## Directions:
Nothing but the lines from the one containing "Practice task. Find the dormer" through the last line should be written out, please, exactly as they stand.

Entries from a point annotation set
==================================================

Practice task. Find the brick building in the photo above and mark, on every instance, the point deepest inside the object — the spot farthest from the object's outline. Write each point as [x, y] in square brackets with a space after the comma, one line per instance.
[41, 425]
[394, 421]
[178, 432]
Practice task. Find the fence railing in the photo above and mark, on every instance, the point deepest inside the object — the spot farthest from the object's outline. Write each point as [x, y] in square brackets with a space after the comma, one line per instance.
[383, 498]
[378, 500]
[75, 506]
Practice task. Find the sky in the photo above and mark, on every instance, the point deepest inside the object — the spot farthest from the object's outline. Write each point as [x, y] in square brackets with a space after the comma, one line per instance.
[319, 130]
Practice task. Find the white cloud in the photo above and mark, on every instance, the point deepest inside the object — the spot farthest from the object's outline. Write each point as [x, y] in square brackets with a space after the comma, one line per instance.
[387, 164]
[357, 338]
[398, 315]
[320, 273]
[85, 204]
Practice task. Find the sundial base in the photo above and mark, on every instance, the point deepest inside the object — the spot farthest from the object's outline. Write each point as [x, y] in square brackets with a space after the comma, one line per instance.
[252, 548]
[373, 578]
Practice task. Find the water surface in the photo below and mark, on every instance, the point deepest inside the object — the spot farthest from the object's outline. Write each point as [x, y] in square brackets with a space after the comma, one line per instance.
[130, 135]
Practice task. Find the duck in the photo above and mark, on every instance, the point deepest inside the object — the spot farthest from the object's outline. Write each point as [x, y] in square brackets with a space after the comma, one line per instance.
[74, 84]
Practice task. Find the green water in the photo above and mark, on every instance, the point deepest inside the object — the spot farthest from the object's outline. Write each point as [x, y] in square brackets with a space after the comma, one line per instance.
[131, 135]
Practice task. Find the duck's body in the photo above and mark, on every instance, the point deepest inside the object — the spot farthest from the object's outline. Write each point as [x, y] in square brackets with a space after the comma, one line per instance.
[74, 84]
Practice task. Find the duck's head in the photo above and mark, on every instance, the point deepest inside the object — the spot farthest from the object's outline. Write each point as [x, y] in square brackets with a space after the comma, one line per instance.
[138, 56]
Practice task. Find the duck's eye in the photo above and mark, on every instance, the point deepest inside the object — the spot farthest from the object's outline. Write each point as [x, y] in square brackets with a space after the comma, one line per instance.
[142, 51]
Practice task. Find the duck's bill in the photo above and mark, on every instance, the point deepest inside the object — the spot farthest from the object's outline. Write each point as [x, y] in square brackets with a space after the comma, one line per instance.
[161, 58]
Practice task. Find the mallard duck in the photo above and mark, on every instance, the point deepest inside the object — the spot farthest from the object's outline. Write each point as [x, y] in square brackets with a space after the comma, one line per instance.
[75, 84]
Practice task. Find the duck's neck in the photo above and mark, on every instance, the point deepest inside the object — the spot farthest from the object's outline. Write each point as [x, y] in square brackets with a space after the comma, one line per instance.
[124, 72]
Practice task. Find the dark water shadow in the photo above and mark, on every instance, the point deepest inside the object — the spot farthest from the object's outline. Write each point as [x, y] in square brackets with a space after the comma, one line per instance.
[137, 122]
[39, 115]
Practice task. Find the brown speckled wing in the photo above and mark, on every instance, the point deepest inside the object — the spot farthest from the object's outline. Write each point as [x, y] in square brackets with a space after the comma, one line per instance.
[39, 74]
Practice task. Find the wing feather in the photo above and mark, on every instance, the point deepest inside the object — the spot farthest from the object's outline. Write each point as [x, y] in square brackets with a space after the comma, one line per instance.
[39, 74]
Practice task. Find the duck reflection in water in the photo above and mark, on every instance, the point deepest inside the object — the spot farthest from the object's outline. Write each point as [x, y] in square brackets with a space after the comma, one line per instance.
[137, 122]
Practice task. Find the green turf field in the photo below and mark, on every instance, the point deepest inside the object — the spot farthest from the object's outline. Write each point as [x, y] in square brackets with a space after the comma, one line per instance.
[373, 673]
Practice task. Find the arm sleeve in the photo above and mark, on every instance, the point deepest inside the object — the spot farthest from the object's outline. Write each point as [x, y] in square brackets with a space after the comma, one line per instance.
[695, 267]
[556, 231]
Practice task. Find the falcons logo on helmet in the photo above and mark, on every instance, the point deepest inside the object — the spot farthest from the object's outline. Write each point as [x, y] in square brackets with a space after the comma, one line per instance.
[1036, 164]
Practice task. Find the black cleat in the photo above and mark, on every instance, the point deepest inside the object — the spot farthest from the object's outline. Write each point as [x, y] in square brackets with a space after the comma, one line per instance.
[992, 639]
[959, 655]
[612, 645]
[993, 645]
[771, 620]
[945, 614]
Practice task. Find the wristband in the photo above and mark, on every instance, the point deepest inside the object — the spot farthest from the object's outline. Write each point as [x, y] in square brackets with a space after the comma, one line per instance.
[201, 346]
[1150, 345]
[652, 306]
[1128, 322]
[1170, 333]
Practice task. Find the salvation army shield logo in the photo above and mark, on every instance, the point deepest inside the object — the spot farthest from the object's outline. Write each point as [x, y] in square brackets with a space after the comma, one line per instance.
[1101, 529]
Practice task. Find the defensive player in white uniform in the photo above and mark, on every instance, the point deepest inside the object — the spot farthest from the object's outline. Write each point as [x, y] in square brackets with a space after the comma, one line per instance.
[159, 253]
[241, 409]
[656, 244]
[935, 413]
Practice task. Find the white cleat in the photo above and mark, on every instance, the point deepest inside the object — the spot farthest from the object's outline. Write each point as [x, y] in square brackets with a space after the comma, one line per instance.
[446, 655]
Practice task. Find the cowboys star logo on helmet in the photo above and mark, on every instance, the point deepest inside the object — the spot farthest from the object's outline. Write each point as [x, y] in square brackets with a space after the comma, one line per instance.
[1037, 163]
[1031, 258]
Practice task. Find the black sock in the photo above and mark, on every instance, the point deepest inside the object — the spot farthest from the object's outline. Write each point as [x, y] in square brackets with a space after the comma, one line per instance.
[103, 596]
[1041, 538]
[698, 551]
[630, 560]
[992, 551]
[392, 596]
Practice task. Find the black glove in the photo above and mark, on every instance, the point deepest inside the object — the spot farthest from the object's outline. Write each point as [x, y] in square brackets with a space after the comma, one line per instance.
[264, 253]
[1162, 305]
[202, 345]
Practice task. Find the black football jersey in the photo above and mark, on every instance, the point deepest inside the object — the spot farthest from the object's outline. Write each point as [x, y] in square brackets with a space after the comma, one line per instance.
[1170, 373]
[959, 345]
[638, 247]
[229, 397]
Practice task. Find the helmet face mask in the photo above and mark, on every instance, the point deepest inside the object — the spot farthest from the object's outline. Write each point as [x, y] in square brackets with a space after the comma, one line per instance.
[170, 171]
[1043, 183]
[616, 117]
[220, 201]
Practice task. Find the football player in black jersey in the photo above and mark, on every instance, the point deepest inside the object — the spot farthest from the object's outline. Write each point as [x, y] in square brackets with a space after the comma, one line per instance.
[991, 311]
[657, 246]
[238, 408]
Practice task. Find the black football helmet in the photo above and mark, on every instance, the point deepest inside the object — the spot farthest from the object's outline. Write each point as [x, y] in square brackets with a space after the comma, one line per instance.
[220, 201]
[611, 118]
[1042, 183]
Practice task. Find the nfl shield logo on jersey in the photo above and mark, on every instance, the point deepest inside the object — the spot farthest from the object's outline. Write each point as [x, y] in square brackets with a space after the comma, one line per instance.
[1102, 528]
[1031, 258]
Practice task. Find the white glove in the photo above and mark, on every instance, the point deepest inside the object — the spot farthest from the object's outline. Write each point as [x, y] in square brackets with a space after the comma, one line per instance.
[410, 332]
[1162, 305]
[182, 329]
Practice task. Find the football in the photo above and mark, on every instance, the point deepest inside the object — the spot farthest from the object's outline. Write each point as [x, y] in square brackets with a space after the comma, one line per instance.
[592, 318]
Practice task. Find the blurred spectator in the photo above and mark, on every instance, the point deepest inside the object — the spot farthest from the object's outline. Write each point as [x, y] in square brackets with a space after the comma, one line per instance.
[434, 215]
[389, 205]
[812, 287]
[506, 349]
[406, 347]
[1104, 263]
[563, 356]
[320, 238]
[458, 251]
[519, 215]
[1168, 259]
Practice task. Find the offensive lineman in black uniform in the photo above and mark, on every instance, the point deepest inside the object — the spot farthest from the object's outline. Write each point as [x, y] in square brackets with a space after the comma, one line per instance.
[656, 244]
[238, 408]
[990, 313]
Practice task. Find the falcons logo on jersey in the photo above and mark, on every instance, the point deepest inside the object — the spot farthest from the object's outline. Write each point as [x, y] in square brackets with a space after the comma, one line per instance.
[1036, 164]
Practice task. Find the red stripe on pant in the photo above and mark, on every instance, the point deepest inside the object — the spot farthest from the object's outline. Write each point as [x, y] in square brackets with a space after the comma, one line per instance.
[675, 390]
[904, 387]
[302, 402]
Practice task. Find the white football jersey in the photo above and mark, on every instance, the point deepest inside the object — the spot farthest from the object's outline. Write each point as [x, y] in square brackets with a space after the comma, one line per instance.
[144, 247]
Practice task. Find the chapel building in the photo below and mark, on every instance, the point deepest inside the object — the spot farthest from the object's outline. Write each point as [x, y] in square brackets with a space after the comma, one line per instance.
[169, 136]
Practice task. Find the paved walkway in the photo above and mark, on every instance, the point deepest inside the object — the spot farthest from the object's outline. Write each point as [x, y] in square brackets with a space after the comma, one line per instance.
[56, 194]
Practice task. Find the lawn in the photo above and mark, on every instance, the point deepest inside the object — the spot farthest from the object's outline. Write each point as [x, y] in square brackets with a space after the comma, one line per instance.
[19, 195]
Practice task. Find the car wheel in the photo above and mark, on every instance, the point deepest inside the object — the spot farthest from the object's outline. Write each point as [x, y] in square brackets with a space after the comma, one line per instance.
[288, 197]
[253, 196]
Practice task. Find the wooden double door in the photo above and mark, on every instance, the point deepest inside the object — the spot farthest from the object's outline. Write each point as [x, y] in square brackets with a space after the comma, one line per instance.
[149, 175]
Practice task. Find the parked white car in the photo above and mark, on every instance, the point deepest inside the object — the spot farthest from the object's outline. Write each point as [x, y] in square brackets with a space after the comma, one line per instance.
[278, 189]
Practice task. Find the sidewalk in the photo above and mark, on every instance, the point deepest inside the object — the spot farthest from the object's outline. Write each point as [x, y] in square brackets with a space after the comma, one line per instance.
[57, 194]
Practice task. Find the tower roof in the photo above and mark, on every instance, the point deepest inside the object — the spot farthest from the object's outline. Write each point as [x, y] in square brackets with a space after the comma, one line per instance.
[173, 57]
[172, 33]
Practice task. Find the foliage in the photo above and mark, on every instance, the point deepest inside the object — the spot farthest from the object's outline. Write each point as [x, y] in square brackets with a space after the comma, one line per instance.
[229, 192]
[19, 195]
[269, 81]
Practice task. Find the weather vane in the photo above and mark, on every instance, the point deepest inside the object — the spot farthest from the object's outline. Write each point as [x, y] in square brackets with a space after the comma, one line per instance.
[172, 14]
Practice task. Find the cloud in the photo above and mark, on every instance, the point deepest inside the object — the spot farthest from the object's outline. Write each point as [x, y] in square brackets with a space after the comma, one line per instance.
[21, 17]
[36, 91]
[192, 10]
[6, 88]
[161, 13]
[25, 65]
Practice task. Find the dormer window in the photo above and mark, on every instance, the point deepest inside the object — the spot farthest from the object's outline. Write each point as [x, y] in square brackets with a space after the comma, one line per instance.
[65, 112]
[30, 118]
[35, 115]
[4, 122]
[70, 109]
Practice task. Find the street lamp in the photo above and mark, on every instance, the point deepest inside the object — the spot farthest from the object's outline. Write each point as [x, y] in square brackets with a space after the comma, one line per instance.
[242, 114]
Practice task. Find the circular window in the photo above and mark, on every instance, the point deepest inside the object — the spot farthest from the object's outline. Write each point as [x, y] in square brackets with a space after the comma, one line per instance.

==================================================

## Complete answer:
Practice task. Find the dormer window in the photo above and mark, on every instance, the point deepest inside the object — the spot farthest from the object's outline. Write each point as [x, y] in square brackets with a space after the comma, one line per instance.
[65, 112]
[30, 118]
[35, 115]
[4, 122]
[70, 109]
Practice task. Find the street lamp in the photo above and mark, on every instance, the point deepest inside the object — the spot farthest from the object's outline. Write each point as [x, y] in square brackets with a space after the comma, one line per instance.
[242, 114]
Practice task. Find the circular window in the photo above and mark, on every instance, the point deepest inside the object — the spot farthest from the object's outline. Write each point as [x, y] in square brackets with a space after the comma, one line per instance.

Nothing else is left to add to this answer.